▶ Goal: Rewrite every line of the data from the line with "foot, shaped like this sample" through the end of the data, decreasing each coordinate in the answers by 13. Leave all other numbers unchanged.

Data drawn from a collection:
——

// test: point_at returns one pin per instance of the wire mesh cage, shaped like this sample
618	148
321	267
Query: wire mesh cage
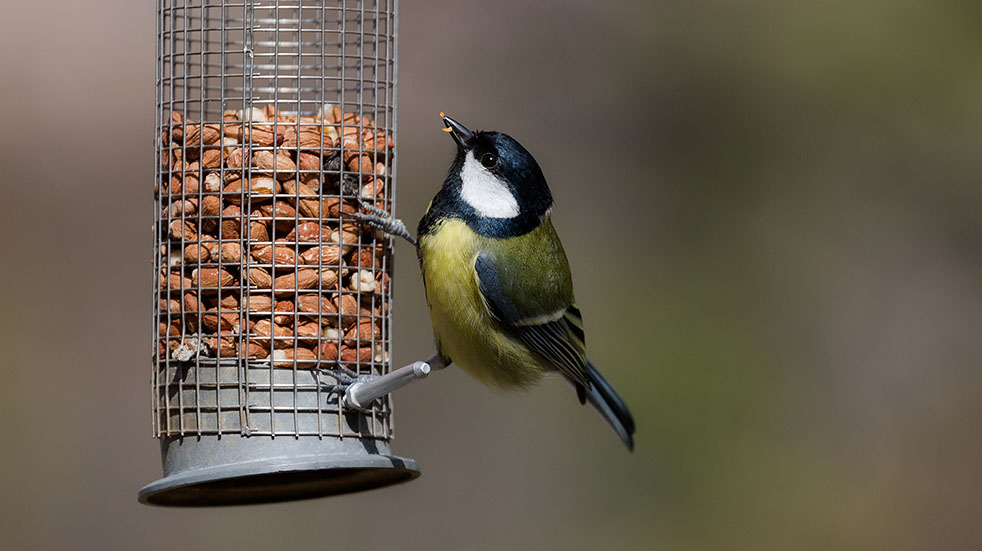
273	120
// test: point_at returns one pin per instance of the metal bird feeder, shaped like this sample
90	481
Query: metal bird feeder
273	120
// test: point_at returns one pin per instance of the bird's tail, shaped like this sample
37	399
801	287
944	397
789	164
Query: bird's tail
605	400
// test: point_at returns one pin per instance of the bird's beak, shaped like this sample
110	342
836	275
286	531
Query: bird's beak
457	131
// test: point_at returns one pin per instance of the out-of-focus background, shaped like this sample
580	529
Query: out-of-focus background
773	214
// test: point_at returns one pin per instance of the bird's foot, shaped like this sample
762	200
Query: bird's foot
382	220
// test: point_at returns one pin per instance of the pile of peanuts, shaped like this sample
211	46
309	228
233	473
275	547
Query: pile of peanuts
255	258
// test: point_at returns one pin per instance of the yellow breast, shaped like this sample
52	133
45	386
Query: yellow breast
464	329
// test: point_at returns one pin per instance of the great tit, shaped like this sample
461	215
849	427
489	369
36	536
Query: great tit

——

▶ Exercise answer:
// test: point_at returns one pin per instance of the bird's foot, shaped like this sample
762	200
Query: bird's foot
369	207
// test: point_at returns one pin per instance of the pile of peanuts, shaped like this sample
211	46
309	228
233	473
275	547
Query: pile of peanuts
242	245
// test: point_at returns one pin per instance of the yellow breast, shaped like this sample
52	133
45	386
Query: yellow breast
451	316
// test: point_at returns one pin per instance of the great tit, shaped like this sample
461	215
849	427
489	369
36	536
Query: great tit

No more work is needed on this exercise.